Start at the first record below and retype through the last, exactly.
--- RECORDS SUPPLIED Enclosed Below ---
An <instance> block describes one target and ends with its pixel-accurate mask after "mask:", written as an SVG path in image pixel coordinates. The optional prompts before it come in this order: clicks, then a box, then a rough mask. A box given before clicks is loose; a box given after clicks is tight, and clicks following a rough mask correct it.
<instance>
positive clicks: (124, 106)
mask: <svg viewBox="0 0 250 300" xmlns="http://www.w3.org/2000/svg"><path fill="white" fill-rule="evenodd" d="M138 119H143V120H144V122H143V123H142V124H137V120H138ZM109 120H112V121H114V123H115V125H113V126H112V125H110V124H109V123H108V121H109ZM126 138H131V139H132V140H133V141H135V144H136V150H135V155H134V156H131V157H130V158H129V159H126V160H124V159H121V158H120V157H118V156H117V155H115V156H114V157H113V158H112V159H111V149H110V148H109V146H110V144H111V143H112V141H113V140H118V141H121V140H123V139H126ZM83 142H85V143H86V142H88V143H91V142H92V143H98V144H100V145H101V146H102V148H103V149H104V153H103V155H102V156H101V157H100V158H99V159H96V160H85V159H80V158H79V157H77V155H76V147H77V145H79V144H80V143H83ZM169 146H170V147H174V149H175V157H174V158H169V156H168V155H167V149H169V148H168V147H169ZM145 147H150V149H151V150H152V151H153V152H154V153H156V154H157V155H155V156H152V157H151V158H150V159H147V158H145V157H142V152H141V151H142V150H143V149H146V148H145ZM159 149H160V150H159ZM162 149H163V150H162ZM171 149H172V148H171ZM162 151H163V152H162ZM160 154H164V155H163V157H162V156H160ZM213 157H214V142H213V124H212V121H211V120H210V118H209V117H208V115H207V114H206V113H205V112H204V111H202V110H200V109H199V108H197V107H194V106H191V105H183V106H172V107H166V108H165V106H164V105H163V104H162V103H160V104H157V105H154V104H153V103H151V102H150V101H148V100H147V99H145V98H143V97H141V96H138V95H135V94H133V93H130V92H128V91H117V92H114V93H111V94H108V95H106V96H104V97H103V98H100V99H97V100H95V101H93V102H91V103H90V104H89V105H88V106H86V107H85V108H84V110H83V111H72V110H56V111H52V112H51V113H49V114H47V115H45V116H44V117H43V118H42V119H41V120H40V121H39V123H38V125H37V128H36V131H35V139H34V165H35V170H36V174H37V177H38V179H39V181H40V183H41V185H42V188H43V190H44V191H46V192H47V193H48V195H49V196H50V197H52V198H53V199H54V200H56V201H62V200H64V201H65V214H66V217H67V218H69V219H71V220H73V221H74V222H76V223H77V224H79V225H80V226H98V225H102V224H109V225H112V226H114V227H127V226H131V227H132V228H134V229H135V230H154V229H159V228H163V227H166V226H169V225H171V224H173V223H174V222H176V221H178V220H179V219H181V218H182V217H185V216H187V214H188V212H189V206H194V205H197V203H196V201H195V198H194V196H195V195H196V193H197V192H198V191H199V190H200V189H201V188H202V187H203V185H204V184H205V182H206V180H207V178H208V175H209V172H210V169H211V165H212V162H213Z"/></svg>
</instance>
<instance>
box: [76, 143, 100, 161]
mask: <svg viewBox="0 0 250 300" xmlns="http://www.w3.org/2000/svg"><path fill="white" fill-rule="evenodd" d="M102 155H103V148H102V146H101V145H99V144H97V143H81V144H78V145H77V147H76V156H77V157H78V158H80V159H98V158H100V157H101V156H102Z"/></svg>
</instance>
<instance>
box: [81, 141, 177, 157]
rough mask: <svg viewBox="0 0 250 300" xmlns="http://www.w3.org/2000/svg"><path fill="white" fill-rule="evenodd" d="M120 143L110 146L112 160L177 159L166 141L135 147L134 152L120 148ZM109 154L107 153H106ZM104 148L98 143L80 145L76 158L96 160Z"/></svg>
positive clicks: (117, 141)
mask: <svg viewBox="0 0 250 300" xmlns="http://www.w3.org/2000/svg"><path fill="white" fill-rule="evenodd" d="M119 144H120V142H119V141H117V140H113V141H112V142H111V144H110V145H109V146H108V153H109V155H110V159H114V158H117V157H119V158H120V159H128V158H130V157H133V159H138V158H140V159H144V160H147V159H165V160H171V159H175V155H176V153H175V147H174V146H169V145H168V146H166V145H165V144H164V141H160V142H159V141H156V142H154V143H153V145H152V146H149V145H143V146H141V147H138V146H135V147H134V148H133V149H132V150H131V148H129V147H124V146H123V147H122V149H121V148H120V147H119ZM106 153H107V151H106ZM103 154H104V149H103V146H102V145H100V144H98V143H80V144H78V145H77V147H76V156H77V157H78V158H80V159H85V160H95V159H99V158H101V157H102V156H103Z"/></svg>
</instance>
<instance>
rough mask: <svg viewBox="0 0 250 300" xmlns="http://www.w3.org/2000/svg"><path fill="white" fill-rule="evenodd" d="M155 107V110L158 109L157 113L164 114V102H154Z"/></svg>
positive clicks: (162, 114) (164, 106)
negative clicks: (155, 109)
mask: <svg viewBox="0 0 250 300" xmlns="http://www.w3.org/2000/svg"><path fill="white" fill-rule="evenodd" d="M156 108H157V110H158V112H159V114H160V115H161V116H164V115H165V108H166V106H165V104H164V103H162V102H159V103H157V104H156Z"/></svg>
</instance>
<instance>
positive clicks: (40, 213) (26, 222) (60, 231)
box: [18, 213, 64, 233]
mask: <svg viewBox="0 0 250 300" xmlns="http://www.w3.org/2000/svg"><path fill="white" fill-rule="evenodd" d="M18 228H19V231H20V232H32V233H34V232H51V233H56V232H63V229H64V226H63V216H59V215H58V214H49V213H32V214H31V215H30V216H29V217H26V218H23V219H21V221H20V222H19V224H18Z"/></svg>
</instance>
--- End of Enclosed RECORDS SUPPLIED ---
▶ _TASK OUTPUT_:
An <instance> block describes one target and ends with its pixel-accurate mask after "mask:", written as an SVG path in image pixel coordinates. The optional prompts before it come in this order: clicks, then a box, then a rough mask. A box given before clicks is loose; a box given after clicks is tight, and clicks following a rough mask correct it.
<instance>
positive clicks: (124, 106)
mask: <svg viewBox="0 0 250 300" xmlns="http://www.w3.org/2000/svg"><path fill="white" fill-rule="evenodd" d="M138 119H143V120H144V122H143V123H142V124H137V120H138ZM109 120H112V121H114V123H115V125H113V126H112V125H110V124H109V123H108V121H109ZM126 138H131V139H132V140H133V141H135V144H136V150H135V155H134V156H131V157H130V158H129V159H126V160H124V159H121V158H120V157H118V156H117V155H115V156H114V157H113V158H112V159H111V149H110V148H109V146H110V144H111V143H112V141H113V140H118V141H121V140H123V139H126ZM83 142H85V143H86V142H88V143H91V142H92V143H98V144H100V145H101V146H102V148H103V149H104V153H103V155H102V156H101V157H100V158H99V159H96V160H85V159H80V158H79V157H77V155H76V147H77V145H79V144H80V143H83ZM169 146H170V147H174V149H175V157H174V158H169V156H168V155H167V149H169V148H168V147H169ZM145 147H150V149H151V150H152V151H153V152H154V153H156V154H157V155H155V156H152V157H151V158H150V159H147V158H145V157H142V152H141V151H142V150H143V149H146V148H145ZM159 149H160V150H159ZM162 149H163V150H162ZM171 149H172V148H171ZM162 151H163V152H162ZM160 154H164V155H163V157H162V156H160ZM213 157H214V142H213V124H212V121H211V120H210V118H209V117H208V115H207V114H206V113H205V112H204V111H202V110H200V109H199V108H197V107H194V106H191V105H183V106H172V107H166V108H165V106H164V105H163V104H162V103H160V104H157V105H154V104H153V103H151V102H150V101H148V100H147V99H145V98H143V97H141V96H138V95H135V94H133V93H130V92H128V91H117V92H114V93H111V94H108V95H106V96H104V97H103V98H100V99H97V100H95V101H93V102H91V103H90V104H89V105H88V106H86V107H85V108H84V110H83V111H72V110H56V111H52V112H51V113H49V114H47V115H45V116H44V117H43V118H42V119H41V120H40V121H39V123H38V125H37V128H36V131H35V139H34V165H35V170H36V174H37V177H38V179H39V181H40V183H41V185H42V188H43V190H44V191H46V192H47V193H48V195H49V196H50V197H52V198H53V199H54V200H56V201H62V200H64V201H65V214H66V217H67V218H69V219H71V220H73V221H74V222H76V223H77V224H79V225H80V226H98V225H102V224H109V225H112V226H114V227H127V226H131V227H132V228H134V229H135V230H154V229H159V228H163V227H166V226H169V225H171V224H173V223H174V222H176V221H178V220H179V219H181V218H182V217H185V216H187V214H188V212H189V206H194V205H197V203H196V201H195V198H194V196H195V195H196V193H197V192H198V191H199V190H200V189H201V188H202V187H203V185H204V184H205V182H206V180H207V178H208V175H209V172H210V169H211V165H212V162H213Z"/></svg>
</instance>
<instance>
box: [76, 143, 100, 161]
mask: <svg viewBox="0 0 250 300" xmlns="http://www.w3.org/2000/svg"><path fill="white" fill-rule="evenodd" d="M102 155H103V148H102V146H101V145H99V144H97V143H81V144H78V145H77V147H76V156H77V157H78V158H80V159H98V158H100V157H101V156H102Z"/></svg>
</instance>
<instance>
box: [81, 141, 177, 157]
rough mask: <svg viewBox="0 0 250 300" xmlns="http://www.w3.org/2000/svg"><path fill="white" fill-rule="evenodd" d="M120 143L110 146L112 160L177 159L166 141L135 147L134 152L120 148ZM109 154L107 153H106ZM104 148L98 143L80 145L76 158L96 160Z"/></svg>
positive clicks: (117, 141)
mask: <svg viewBox="0 0 250 300" xmlns="http://www.w3.org/2000/svg"><path fill="white" fill-rule="evenodd" d="M119 144H120V142H119V141H117V140H113V141H112V142H111V144H110V145H109V146H108V153H109V155H110V159H114V158H117V157H119V158H120V159H128V158H130V157H133V159H138V158H140V159H144V160H147V159H165V160H171V159H175V155H176V153H175V147H174V146H169V145H168V146H166V145H165V144H164V141H160V142H159V141H156V142H154V143H153V145H152V146H149V145H143V146H141V147H138V146H135V147H134V148H133V149H132V150H131V148H129V147H124V146H123V147H122V149H121V148H120V147H119ZM106 153H107V151H106ZM103 154H104V149H103V146H102V145H100V144H98V143H80V144H78V145H77V147H76V156H77V157H78V158H80V159H85V160H95V159H99V158H101V157H102V156H103Z"/></svg>
</instance>
<instance>
rough mask: <svg viewBox="0 0 250 300" xmlns="http://www.w3.org/2000/svg"><path fill="white" fill-rule="evenodd" d="M155 107V110L158 109L157 113L164 114V102H154Z"/></svg>
positive clicks: (162, 114) (164, 106)
negative clicks: (155, 109)
mask: <svg viewBox="0 0 250 300" xmlns="http://www.w3.org/2000/svg"><path fill="white" fill-rule="evenodd" d="M156 108H157V110H158V112H159V114H160V115H161V116H164V115H165V108H166V106H165V104H164V103H162V102H159V103H157V104H156Z"/></svg>
</instance>
<instance>
positive clicks: (40, 213) (26, 222) (60, 231)
box: [18, 213, 64, 233]
mask: <svg viewBox="0 0 250 300" xmlns="http://www.w3.org/2000/svg"><path fill="white" fill-rule="evenodd" d="M18 228H19V231H20V232H32V233H34V232H51V233H56V232H63V229H64V226H63V216H59V215H58V214H49V213H32V214H31V215H30V216H29V217H26V218H23V219H21V221H20V222H19V224H18Z"/></svg>
</instance>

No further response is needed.